Point-per-instance localization data:
——————————
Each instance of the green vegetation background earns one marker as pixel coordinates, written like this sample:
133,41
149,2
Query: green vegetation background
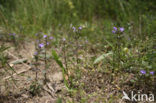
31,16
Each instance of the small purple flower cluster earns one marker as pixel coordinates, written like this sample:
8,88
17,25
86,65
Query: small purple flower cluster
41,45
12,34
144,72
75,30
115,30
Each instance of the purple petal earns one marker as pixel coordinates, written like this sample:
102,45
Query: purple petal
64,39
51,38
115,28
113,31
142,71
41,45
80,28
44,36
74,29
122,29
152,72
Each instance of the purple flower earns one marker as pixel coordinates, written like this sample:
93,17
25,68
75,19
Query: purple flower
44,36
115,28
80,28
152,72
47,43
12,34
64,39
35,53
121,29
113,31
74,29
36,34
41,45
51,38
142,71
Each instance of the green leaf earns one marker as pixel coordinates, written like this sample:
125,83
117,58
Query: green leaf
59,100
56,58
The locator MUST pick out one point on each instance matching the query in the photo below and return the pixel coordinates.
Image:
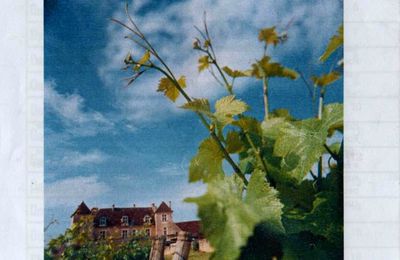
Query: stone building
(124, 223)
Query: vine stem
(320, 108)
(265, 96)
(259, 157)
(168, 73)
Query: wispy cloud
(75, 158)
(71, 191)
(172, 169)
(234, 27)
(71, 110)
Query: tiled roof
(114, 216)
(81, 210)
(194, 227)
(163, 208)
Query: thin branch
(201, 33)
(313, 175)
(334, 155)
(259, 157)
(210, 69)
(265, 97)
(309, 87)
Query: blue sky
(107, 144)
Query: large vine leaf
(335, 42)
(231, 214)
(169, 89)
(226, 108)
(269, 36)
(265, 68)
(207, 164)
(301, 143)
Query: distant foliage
——————————
» **WORK REQUIRED**: Print exactly the lines between the line with "Query: tiled roof" and the final line of the records above, both included.

» **ANSWER SECTION**:
Query: tiled roof
(114, 216)
(81, 210)
(194, 227)
(163, 208)
Query: thin branch
(201, 33)
(313, 175)
(334, 155)
(259, 157)
(210, 69)
(265, 97)
(309, 87)
Query: blue sky
(107, 144)
Query: large vine leaf
(335, 42)
(231, 214)
(169, 89)
(226, 108)
(269, 36)
(265, 68)
(207, 164)
(301, 143)
Query: distant foliage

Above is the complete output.